### EXERCISE BRIEF
In the drill bit text, rewrite the passage that opens with the words "The present invention" and closes with "performance of the bit.", using "rock" in place of "formation".

### DOCUMENT TEXT
=-=-=-=-=

Several different approaches have been taken to producing a bit that will drill without the aforementioned performance deficiencies, both of which are exemplified by U.S. patents issued to Amoco Corporation. In one case, as disclosed in previously-referenced U.S. Pat. No. 4,815,342, a bit is produced, the cutting element locations and other parameters are measured, the resultant forces calculated, and one or more cutting elements added to bring the bit into a balanced state with respect to the lateral or side forces generated by the cutting elements. Stated another way, the method seeks to produce a zero force vector in the plane perpendicular to the axis of the bit. A second approach, as disclosed in U.S. Pat. No. 5,010,789, is to place and orient the cutting elements so that the lateral or side force vector is intentionally directed to one side of the bit, which includes a bearing surface in substantially constant contact with the wall of the borehole. This latter methodology evolved from the industrial technique of "gun drilling," used to drill perfectly straight bores in heavy guns such as are employed on naval vessels. Bits employing a directed side force vector in the manner described have become known in the art as "anti-whirl" bits. Both of the foregoing approaches have also employed the technique of removing rather than adding cutting elements to modify the magnitude and direction of forces in the radial plane perpendicular to the axis of the bit.

While an improvement over the prior art, bits manufactured according to either of the above methodologies still experience operational problems, including but not limited to deviational tendencies, to the point where many of their advantages have yet to be fully exploited, and the cause for such problems has apparently not been ascertained. In addition, the existence of large and directed side forces in anti-whirl bits has been observed by the inventors herein to cause cocking or tilting of the bits in the borehole, and also to cause excessive and premature wear on the portion of the bit gage in contact with the borehole wall, especially at the lowermost portion of the gage.

The present invention recognizes the fact that the lateral or side forces acting upon a fixed cutter rotary drag bit are generated at the lowermost edges of the cutting elements at their point of contact with the formation being drilled, and provides a bit design which takes advantage of this recognition to enhance the performance of the bit.

=-=-=-=-=

### DATA ENTRIES
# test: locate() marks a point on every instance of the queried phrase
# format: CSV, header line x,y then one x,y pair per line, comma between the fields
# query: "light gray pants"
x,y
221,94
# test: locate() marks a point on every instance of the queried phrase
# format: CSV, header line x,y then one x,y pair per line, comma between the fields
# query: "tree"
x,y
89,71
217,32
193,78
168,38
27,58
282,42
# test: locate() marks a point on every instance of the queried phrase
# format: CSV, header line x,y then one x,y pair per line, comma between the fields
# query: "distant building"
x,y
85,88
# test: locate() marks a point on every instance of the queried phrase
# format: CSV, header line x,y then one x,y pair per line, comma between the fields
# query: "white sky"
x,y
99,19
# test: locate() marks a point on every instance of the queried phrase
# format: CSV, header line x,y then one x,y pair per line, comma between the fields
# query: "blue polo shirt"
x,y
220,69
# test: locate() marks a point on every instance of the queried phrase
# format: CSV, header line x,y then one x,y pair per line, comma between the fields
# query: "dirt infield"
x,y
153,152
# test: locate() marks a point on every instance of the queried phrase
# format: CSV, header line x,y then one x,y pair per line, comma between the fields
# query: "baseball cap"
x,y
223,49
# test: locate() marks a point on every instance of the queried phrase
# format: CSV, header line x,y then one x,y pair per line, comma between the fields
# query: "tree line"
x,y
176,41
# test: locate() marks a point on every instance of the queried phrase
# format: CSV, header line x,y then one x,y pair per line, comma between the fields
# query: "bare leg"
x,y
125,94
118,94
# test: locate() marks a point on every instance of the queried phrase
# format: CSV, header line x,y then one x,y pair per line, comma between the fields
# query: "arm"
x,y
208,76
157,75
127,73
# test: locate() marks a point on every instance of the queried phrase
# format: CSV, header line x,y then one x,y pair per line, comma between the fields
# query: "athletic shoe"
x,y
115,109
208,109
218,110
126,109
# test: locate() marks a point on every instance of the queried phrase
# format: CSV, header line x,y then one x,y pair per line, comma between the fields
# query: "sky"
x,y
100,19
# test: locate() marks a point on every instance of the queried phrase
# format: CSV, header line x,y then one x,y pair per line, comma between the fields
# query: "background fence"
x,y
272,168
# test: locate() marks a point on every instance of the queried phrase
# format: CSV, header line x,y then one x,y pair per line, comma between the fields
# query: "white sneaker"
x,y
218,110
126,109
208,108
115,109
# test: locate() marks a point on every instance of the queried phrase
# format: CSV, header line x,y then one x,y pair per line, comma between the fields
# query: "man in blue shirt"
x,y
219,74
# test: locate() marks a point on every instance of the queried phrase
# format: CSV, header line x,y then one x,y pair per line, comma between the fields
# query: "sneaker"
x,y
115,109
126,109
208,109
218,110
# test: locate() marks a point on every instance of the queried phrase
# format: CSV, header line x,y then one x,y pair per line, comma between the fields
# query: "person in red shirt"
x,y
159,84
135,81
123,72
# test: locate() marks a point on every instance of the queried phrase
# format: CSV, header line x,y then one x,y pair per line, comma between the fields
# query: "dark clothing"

=-=-=-=-=

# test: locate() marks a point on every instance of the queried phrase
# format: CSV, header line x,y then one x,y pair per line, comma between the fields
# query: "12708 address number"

=-=-=-=-=

### SOLUTION TO THIS TASK
The present invention recognizes the fact that the lateral or side forces acting upon a fixed cutter rotary drag bit are generated at the lowermost edges of the cutting elements at their point of contact with the rock being drilled, and provides a bit design which takes advantage of this recognition to enhance the performance of the bit.